CONSIGNES À SUIVRE:
- a) Relevez tous les noms de lieux qui figurent dans le texte sur l'enlèvement et le braquage du fourgon, en citant chacun une seule fois.
- b) Prolongez le texte sur l'enlèvement et le braquage du fourgon à partir de sa dernière phrase.

Le gang très organisé et déterminé l’avait kidnappée chez elle à Lyon et ligotée afin de contraindre son père par téléphone à ne pas déclencher l’alarme et à ouvrir le fourgon. Il s’était exécuté. Quelques jours plus tard, en raison d’une complicité pressentie entre les deux transporteurs, il avait fini en garde à vue à Lyon de même que sa fille, victime des bandits et lourdement impactée par son enlèvement.
Le rapt et l’eau de Javel
Fragilisé mais ne montrant que peu ses émotions, le plaignant retourne ce mercredi aux assises, cette fois-ci à Lyon. «Ça l’a traumatisé au point de ne plus trouver le sommeil, il ne pensait qu’à sa fille transportée dans une poubelle par ses ravisseurs, avait confié son épouse aux débats à Renens, Durant deux ans, il a passé ses nuits sur le canapé en face de la porte d’entrée.» Âgée aujourd’hui de 27 ans, leur fille avait été abandonnée dans l’Ain en pleine campagne après son rapt et le braquage. Elle était partiellement dévêtue et avait été lavée avec des lingettes imbibées d’eau de Javel pour effacer toute trace.
Ses parents ont beaucoup pris sur eux mais sont toujours en colère. «Je suis désolé pour lui», avait lâché très maladroitement un des complices lors du procès vaudois. «Ça, il faut le dire à quelqu’un d’autre, pas à moi. Vous avez détruit la vie de ma fille, vous le savez? Elle avait des projets, un mariage en vue, elle était heureuse et tout s’est arrêté. J’ai écrit à mon ancien collègue en prison. Il a tout nié», avait répliqué son père.

Enregistrements d'un jeu d'annotation par points:
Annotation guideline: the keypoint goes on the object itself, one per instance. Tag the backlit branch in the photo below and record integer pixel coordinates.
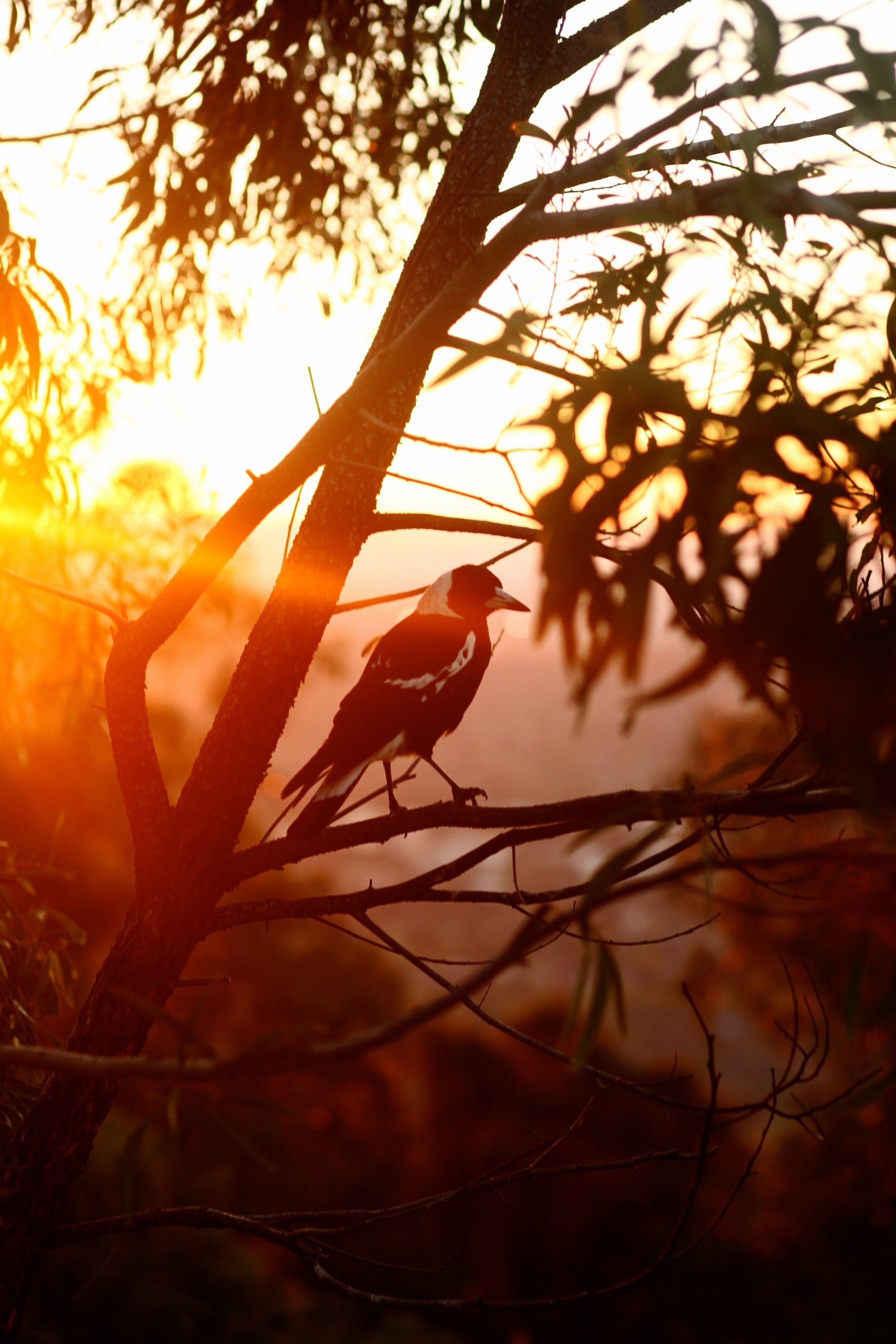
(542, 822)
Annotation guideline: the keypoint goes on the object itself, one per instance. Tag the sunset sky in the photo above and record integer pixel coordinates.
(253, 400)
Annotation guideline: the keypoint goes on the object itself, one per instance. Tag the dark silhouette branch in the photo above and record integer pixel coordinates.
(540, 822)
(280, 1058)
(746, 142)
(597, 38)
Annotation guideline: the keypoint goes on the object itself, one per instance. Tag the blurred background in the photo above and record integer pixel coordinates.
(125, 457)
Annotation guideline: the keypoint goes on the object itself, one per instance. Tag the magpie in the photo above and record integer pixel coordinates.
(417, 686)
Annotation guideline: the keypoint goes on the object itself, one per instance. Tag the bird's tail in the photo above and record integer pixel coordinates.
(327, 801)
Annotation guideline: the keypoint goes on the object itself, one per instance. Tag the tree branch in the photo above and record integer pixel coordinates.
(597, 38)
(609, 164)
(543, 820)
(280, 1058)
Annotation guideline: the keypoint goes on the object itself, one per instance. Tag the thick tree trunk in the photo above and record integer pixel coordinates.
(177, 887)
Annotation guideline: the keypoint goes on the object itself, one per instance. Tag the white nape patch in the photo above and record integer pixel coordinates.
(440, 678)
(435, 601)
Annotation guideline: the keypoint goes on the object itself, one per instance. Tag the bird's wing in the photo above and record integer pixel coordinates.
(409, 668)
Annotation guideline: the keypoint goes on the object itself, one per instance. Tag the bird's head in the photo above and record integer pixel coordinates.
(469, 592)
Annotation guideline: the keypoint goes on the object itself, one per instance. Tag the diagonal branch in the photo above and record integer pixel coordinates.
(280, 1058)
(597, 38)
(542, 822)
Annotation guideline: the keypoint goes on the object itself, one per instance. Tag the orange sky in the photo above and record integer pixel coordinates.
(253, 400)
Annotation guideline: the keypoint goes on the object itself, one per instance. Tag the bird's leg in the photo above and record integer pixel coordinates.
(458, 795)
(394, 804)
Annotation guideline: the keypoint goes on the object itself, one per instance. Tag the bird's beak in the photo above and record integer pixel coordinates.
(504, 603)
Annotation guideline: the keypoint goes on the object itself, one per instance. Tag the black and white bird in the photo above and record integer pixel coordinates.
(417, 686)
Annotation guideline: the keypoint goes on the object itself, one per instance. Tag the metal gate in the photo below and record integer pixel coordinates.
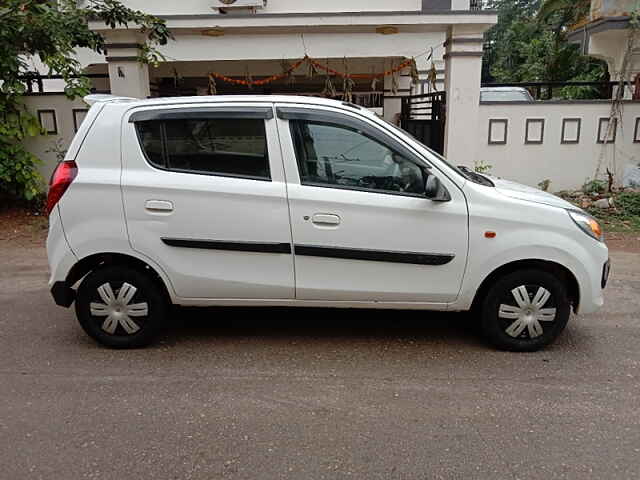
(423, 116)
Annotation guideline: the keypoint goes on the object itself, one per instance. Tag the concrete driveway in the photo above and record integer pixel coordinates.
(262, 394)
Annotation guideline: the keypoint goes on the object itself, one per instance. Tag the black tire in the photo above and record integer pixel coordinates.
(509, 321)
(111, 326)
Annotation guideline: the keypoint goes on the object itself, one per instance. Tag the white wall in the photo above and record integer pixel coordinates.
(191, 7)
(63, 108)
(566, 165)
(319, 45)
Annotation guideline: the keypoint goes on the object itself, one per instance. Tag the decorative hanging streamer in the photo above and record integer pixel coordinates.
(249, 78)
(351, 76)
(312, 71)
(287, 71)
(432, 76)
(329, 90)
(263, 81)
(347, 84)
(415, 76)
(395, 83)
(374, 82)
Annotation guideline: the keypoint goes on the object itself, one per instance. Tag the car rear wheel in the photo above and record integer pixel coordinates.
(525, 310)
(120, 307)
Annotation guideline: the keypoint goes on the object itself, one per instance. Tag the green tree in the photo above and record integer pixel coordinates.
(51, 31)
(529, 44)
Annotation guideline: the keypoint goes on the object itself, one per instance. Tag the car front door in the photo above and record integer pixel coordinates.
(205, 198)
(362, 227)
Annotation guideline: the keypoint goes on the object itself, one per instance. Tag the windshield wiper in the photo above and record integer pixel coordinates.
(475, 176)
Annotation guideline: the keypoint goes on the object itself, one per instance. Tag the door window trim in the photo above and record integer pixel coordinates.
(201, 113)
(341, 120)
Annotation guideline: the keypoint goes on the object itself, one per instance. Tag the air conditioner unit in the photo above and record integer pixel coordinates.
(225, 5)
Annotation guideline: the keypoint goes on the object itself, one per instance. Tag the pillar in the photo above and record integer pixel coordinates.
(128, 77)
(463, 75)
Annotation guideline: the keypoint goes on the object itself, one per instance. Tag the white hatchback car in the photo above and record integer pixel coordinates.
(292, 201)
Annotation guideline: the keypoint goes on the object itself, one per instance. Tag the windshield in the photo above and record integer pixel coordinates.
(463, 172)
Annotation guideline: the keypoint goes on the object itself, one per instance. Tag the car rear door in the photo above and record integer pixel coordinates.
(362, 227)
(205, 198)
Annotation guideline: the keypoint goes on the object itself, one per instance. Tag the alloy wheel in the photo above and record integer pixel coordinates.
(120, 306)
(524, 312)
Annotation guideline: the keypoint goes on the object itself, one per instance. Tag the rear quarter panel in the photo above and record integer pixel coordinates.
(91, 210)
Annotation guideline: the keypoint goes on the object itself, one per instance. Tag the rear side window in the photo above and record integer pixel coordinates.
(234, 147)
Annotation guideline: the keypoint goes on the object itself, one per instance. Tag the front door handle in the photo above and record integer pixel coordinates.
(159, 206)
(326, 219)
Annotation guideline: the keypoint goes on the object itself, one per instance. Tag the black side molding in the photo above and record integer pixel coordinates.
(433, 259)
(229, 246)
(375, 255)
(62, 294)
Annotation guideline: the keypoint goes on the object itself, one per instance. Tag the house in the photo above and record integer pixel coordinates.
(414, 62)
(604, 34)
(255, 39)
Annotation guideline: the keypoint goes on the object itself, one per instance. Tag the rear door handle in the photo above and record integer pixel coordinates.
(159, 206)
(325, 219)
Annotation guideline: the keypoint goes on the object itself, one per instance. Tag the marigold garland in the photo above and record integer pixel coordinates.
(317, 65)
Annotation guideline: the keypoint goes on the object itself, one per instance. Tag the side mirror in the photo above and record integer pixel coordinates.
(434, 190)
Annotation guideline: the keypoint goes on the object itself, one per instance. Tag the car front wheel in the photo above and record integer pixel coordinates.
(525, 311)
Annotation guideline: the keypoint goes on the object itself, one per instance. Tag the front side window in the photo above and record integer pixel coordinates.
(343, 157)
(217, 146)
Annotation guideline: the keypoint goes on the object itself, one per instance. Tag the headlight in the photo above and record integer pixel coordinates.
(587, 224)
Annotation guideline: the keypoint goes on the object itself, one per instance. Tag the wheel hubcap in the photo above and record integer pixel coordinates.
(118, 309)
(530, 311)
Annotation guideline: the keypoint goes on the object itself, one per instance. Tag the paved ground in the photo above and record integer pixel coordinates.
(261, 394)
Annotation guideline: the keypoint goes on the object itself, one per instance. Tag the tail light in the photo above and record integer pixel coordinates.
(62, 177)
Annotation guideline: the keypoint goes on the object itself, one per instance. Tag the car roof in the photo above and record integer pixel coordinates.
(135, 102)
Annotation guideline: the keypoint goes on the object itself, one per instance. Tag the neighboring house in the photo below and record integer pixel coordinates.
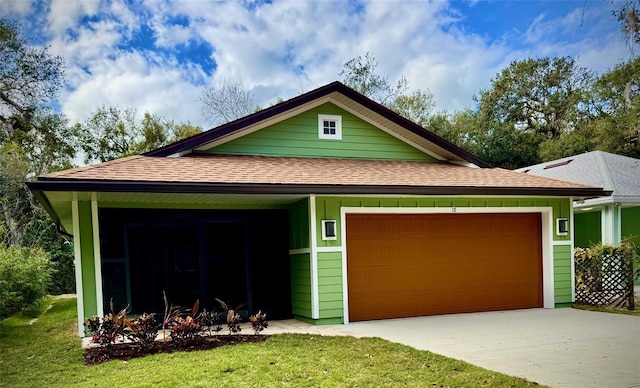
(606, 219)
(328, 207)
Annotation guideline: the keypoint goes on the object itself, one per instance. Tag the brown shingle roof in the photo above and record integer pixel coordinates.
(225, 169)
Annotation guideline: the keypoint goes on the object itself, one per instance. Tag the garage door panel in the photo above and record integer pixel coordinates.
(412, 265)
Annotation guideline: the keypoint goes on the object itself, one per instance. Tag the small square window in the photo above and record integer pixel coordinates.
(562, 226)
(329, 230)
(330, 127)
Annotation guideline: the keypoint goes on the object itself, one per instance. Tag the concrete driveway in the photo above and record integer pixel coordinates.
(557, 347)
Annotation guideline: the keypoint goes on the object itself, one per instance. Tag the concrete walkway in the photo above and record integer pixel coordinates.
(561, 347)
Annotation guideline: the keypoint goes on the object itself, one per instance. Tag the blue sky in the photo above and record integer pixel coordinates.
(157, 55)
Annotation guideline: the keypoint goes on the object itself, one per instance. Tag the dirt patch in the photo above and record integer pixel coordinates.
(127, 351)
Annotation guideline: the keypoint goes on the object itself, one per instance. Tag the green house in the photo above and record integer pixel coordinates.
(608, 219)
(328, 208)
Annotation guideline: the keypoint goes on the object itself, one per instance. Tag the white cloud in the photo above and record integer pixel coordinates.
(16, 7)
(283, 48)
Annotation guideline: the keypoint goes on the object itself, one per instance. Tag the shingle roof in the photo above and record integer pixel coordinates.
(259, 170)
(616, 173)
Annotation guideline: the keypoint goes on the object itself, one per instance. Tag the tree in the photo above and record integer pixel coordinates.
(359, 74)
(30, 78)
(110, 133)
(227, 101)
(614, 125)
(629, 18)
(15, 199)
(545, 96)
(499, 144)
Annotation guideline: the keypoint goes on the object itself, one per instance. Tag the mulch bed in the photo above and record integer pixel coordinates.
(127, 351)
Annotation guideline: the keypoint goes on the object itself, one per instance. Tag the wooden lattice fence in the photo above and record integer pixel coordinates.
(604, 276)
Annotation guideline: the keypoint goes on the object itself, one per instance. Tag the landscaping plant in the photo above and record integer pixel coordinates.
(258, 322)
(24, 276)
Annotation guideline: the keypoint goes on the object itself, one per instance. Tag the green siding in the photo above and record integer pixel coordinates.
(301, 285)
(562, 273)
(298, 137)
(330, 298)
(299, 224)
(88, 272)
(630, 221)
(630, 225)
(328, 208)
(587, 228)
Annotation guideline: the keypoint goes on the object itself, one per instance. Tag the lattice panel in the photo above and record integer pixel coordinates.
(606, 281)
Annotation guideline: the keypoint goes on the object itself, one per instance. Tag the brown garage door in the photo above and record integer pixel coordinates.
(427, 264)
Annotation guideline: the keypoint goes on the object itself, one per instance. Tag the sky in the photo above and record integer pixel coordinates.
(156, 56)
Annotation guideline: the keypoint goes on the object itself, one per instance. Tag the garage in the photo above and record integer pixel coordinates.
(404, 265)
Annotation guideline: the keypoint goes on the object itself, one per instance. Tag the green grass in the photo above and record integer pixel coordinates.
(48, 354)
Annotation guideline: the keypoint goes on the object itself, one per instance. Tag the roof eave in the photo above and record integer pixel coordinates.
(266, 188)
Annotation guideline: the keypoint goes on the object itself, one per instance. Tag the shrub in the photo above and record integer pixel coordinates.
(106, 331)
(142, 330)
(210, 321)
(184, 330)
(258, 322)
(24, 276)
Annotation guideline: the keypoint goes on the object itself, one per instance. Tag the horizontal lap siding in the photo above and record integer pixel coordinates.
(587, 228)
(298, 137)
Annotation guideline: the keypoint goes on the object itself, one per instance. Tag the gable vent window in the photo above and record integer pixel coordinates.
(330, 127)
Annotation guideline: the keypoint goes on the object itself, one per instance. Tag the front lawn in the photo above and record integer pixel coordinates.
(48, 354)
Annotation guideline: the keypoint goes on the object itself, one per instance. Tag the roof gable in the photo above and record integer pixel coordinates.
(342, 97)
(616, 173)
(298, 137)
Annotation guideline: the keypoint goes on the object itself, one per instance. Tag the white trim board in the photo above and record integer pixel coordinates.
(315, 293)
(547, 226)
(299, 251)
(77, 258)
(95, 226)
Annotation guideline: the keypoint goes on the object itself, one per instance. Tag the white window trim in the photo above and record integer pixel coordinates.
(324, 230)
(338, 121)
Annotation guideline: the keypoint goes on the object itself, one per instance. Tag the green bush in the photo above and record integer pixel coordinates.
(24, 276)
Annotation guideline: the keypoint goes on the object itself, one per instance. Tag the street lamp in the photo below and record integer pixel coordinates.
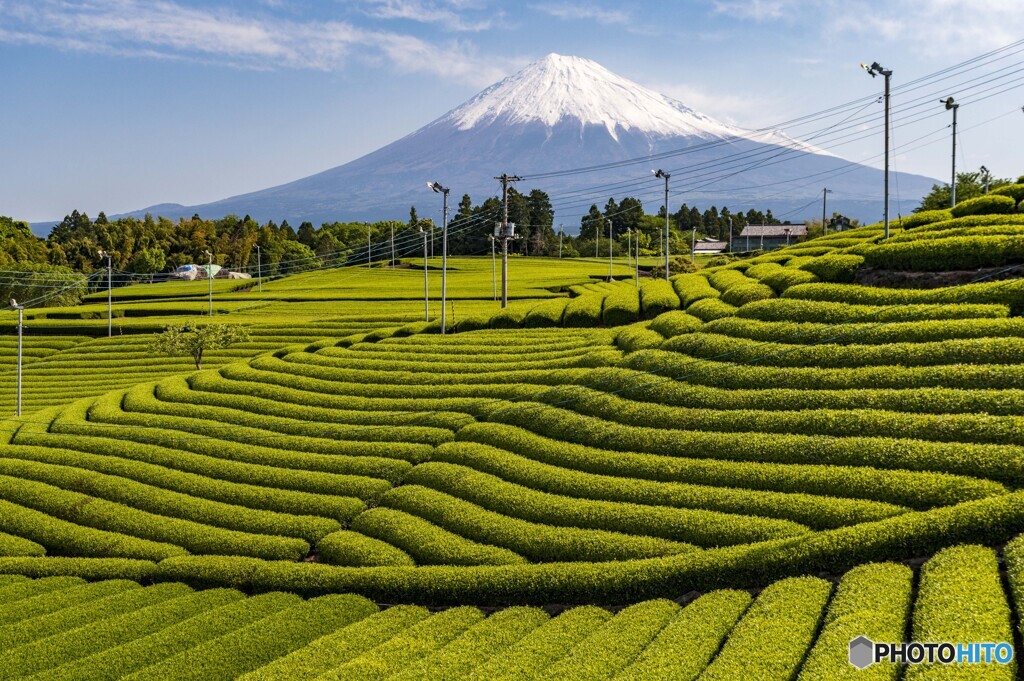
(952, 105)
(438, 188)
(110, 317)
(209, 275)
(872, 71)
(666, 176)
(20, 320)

RÉPONSES PAR CONSIGNE:
- a) Lyon, Renens, l'Ain

- b)
Les premières confrontations
La jeune femme a développé des phobies: la peur de visages d’hommes cachés ou masqués à cause des cagoules, la peur des camionnettes blanches, la peur de sortir non accompagnée. Pour la première fois, elle va se retrouver devant une Cour de justice. Pire, face à ses kidnappeurs. «Depuis la convocation du Tribunal de Lyon, elle s’est enfermée dans son appartement. Elle est très stressée à l’idée de comparaître», nous confie rapidement son père par téléphone.
L’ancien convoyeur de SOS Surveillance reverra, quant à lui, pour la première fois son ex-coéquipier qui conduisait le convoi et le confrontera à ses dénégations: «Je lui avais écrit en prison. Il a tout nié». Pour cette famille, la procédure en Suisse avait déjà été interminable. L’épreuve des assises françaises est obligatoire. Tous l’espèrent salvatrice, apaisante et définitive.